Top of DATA UNDER STUDY

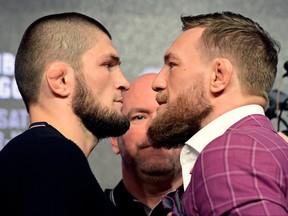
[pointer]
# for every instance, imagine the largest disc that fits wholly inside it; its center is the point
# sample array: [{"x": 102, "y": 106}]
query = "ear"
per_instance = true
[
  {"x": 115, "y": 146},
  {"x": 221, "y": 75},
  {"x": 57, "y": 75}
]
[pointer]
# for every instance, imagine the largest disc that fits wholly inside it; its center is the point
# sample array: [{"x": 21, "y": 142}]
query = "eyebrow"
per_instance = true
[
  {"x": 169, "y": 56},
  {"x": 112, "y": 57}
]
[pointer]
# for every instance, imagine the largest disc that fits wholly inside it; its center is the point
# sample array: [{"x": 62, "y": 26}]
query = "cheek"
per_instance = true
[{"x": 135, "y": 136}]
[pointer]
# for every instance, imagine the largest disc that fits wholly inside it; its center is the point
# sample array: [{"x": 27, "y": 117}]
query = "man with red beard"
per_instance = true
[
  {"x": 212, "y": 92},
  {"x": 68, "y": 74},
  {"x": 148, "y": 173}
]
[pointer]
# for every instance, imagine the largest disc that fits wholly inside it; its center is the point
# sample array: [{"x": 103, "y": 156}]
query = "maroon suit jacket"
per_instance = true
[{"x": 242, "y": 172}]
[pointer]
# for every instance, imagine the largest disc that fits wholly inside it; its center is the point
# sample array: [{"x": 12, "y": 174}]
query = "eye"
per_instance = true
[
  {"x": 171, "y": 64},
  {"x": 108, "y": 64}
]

Bottom of DATA UNDER STUDY
Top of DATA UNDER STUDY

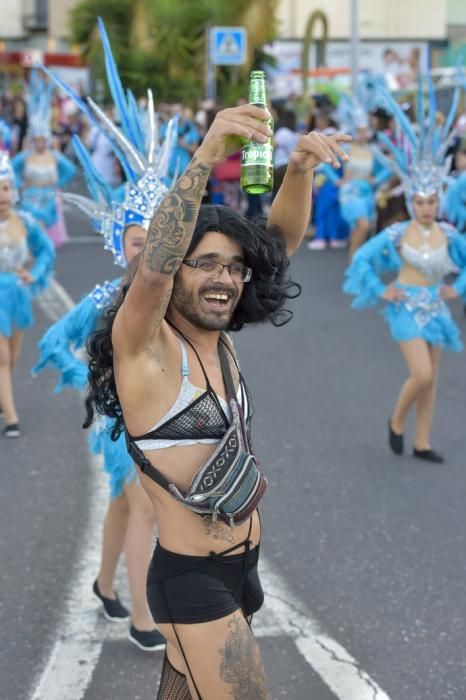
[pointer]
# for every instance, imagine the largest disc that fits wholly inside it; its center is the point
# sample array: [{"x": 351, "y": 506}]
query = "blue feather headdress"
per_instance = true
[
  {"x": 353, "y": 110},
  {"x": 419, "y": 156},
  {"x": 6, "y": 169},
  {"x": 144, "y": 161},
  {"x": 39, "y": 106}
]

Bottom of DATA UNDER STUDY

*PROBLEM*:
Collect each line of the entries that has the word "sample", copying it in full.

*SOLUTION*:
# sample array: [{"x": 102, "y": 106}]
# sample array: [{"x": 21, "y": 142}]
# sample array: [{"x": 62, "y": 26}]
# sample array: [{"x": 27, "y": 117}]
# sample array: [{"x": 103, "y": 156}]
# sample array: [{"x": 12, "y": 174}]
# sample array: [{"x": 351, "y": 506}]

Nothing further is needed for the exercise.